Friedrich Niggol (5 January 1900 in Dorpat, Kreis Dorpat, Governorate of Livonia – 27 May 1942 in Tallinn, Reichskommissariat Ostland) was an Estonian lawyer and politician.

==Biography==
Niggol took part in the Estonian War of Independence. In 1923, he graduated from the Faculty of Law at the University of Tartu. He worked as a forensic examiner in Tallinn in 1926–1930. In 1930–1932 Niggol worked as a lawyer at Viljandi-Pärnu Circuit Court. In 1932–1934, he was Deputy Chief Justice of the Rakvere-Paide Circuit Court, and in December 1934–1938 he was Deputy Chief Justice of the Tartu Circuit Court. Niggol then worked as a justice at the Tallinn Court of Appeal from 1938.

On 5 July 1940, Niggol replaced Boris Sepp as Minister of Justice in Johannes Vares' cabinet after the occupation of the Baltic states by the Soviet Union. He held this position until the cabinet was replaced by the Council of People's Commissars of the Estonian SSR on 25 August 1940. Niggol was then appointed as a justice of the Supreme Court of the Estonian SSR in January–April 1941.

When Nazi Germany occupied Estonia in July 1941, Niggol remained in the country. He was arrested by the Germans and died of tuberculosis in Tallinn Central Prison in May 1942.

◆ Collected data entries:
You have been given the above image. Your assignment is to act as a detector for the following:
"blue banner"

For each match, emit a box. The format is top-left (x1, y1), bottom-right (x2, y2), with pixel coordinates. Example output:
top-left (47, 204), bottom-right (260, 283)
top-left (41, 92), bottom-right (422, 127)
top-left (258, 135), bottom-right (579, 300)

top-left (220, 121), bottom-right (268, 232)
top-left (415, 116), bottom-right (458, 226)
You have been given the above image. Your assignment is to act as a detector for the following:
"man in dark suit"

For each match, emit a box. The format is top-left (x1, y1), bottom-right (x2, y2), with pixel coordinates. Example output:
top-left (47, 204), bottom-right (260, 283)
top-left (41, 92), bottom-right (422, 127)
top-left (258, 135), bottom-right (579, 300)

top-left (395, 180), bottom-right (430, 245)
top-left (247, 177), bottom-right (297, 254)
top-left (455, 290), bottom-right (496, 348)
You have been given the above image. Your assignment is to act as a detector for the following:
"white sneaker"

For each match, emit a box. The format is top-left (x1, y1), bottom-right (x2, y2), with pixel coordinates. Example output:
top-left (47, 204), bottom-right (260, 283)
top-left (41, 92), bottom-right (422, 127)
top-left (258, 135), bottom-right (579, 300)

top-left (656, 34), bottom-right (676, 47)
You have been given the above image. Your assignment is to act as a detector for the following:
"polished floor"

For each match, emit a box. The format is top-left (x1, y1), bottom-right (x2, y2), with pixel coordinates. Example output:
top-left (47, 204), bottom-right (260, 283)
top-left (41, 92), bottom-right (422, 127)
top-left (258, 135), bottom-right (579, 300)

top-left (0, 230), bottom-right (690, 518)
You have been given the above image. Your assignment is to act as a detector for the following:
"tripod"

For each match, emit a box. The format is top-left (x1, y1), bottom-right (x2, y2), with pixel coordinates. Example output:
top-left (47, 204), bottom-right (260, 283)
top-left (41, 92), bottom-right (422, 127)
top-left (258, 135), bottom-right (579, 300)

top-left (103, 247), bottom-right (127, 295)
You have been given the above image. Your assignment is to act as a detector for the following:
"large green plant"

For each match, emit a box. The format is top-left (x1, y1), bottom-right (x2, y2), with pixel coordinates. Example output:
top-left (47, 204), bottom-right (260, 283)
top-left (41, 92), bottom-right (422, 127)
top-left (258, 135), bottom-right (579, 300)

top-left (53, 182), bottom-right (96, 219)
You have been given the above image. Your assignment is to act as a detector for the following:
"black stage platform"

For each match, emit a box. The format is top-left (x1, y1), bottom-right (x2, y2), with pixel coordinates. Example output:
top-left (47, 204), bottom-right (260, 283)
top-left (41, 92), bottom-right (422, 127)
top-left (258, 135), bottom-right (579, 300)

◆ TASK STATEMENT:
Reproduce the passage about Friedrich Niggol word for word, starting at "Friedrich Niggol (5" and continuing up to and including "Appeal from 1938.".

◆ REPLY:
Friedrich Niggol (5 January 1900 in Dorpat, Kreis Dorpat, Governorate of Livonia – 27 May 1942 in Tallinn, Reichskommissariat Ostland) was an Estonian lawyer and politician.

==Biography==
Niggol took part in the Estonian War of Independence. In 1923, he graduated from the Faculty of Law at the University of Tartu. He worked as a forensic examiner in Tallinn in 1926–1930. In 1930–1932 Niggol worked as a lawyer at Viljandi-Pärnu Circuit Court. In 1932–1934, he was Deputy Chief Justice of the Rakvere-Paide Circuit Court, and in December 1934–1938 he was Deputy Chief Justice of the Tartu Circuit Court. Niggol then worked as a justice at the Tallinn Court of Appeal from 1938.